### 課題 1
認知症総合支援事業の要綱のうち、「第2条 この告示における用語」から「省老健局長通知)の例による。」までを一字一句違えずに書き写してください。
### 課題 2
認知症総合支援事業の要綱の目次に挙げられている章を、附則を除いてすべて列挙してください。

### 提示文
-.-.-

○高梁市認知症総合支援事業実施要綱

令和4年5月6日

告示第108号

目次

第1章 総則(第1条―第4条)

第2章 認知症初期集中支援推進事業(第5条―第15条)

第3章 認知症地域支援・ケア向上事業(第16条―第19条)

第4章 認知症サポーター活動促進・地域づくり推進事業(第20条―第22条)

第5章 雑則(第23条―第24条)

附則

第1章 総則

(趣旨)

第1条 この告示は、介護保険法(平成9年法律第123号。以下「法」という。)第115条45第2項第6号の規定に基づき、認知症になっても本人の意思が尊重され、できる限り住み慣れた地域で自分らしく暮らし続けていくため、市が高梁市認知症総合支援事業(以下「事業」という。)を施行することについて必要な事項を定めるものとする。

(定義)

第2条 この告示における用語の意義は、法、介護保険法施行令(平成10年政令第412号)、介護保険法施行規則(平成11年厚生省令第36号。以下「省令」という。)、介護予防・日常生活支援総合事業の円滑な実施を図るための指針(平成27年厚生労働省告示第196号)、介護予防・日常生活支援総合事業のガイドラインについて(平成27年6月5日老発0605第5号厚生労働省老健局長通知)及び地域支援事業の実施について(平成18年6月9日老発第0609001号厚生労働省老健局長通知)の例による。

-.-.-

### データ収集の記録
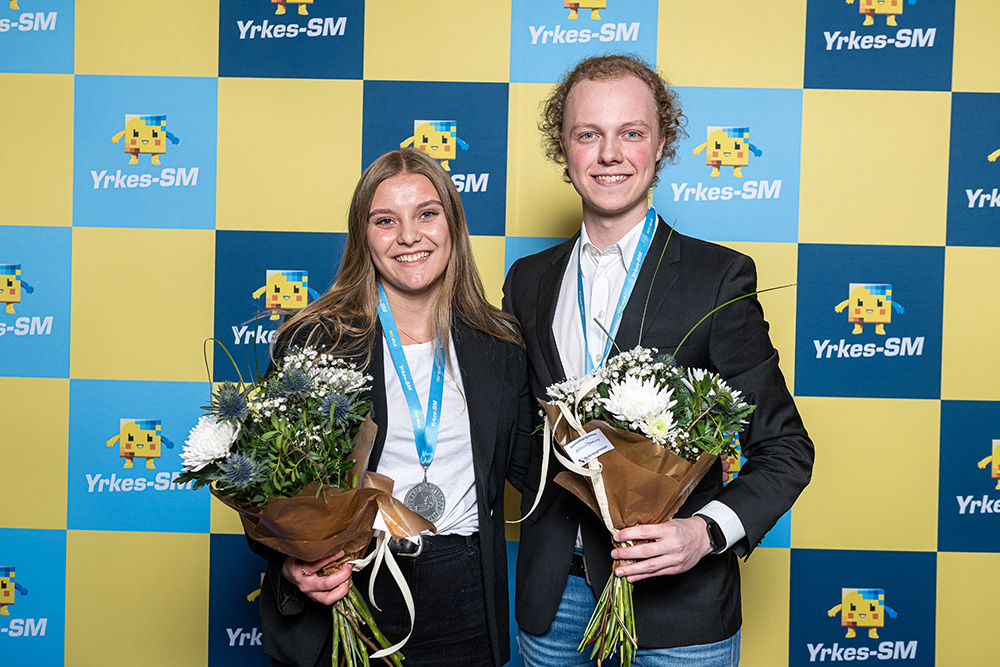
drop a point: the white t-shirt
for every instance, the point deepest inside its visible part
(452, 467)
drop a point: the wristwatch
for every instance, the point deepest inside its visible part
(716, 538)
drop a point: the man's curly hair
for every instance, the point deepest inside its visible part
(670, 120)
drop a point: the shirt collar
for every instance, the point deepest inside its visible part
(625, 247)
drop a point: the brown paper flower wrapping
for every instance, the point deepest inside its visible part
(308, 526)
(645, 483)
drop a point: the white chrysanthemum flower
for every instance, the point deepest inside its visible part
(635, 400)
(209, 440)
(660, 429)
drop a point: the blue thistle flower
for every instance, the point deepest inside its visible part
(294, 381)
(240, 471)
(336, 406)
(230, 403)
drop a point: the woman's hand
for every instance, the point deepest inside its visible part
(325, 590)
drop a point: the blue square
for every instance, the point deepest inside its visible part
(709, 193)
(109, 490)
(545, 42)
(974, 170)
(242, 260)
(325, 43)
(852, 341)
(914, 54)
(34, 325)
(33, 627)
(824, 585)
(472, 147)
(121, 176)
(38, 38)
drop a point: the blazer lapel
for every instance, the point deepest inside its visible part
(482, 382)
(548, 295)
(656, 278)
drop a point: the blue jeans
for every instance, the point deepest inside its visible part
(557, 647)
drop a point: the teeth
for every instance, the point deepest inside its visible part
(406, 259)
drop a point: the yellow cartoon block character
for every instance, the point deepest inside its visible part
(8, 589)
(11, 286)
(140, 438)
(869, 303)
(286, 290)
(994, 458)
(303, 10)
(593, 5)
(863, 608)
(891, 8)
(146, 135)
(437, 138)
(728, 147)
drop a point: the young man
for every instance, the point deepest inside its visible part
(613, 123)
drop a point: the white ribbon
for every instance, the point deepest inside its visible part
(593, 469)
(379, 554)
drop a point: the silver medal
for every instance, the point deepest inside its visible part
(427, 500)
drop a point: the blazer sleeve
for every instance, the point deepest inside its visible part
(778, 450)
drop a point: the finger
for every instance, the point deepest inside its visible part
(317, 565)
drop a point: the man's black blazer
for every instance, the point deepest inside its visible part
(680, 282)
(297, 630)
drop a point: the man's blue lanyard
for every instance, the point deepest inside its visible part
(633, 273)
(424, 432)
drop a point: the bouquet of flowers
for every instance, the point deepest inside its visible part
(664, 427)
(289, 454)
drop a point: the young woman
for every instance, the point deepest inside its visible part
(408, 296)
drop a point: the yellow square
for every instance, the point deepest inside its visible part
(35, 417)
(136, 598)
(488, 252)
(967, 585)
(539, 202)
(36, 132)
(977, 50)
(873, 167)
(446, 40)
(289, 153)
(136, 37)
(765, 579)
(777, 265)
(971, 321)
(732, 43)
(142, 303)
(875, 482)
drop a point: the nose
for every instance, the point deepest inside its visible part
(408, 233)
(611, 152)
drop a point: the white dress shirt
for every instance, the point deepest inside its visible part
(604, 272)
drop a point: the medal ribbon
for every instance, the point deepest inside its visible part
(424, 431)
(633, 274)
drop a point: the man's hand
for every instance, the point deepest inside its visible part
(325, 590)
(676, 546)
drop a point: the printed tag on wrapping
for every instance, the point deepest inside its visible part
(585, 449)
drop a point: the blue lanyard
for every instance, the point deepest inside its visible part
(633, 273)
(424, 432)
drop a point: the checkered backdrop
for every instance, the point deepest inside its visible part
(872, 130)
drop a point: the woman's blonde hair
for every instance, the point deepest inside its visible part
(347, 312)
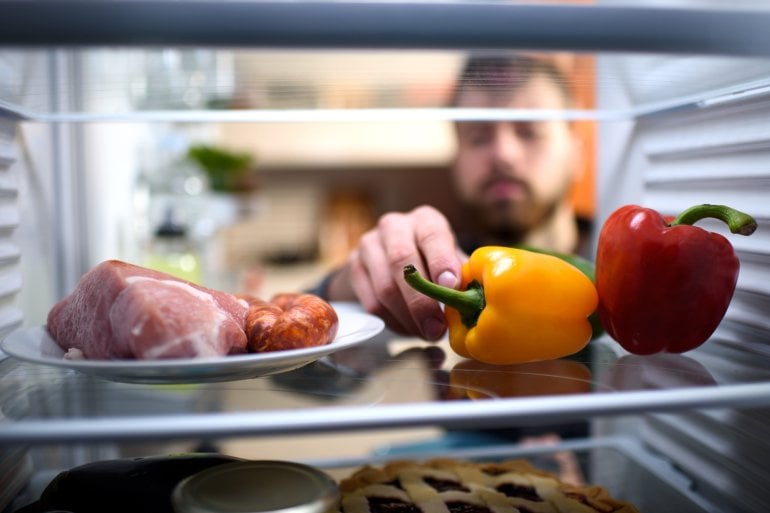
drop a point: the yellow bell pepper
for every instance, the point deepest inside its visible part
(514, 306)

-.-.-

### 解答 1
第2条 この告示における用語の意義は、法、介護保険法施行令(平成10年政令第412号)、介護保険法施行規則(平成11年厚生省令第36号。以下「省令」という。)、介護予防・日常生活支援総合事業の円滑な実施を図るための指針(平成27年厚生労働省告示第196号)、介護予防・日常生活支援総合事業のガイドラインについて(平成27年6月5日老発0605第5号厚生労働省老健局長通知)及び地域支援事業の実施について(平成18年6月9日老発第0609001号厚生労働省老健局長通知)の例による。

### 解答 2
第1章 総則
第2章 認知症初期集中支援推進事業
第3章 認知症地域支援・ケア向上事業
第4章 認知症サポーター活動促進・地域づくり推進事業
第5章 雑則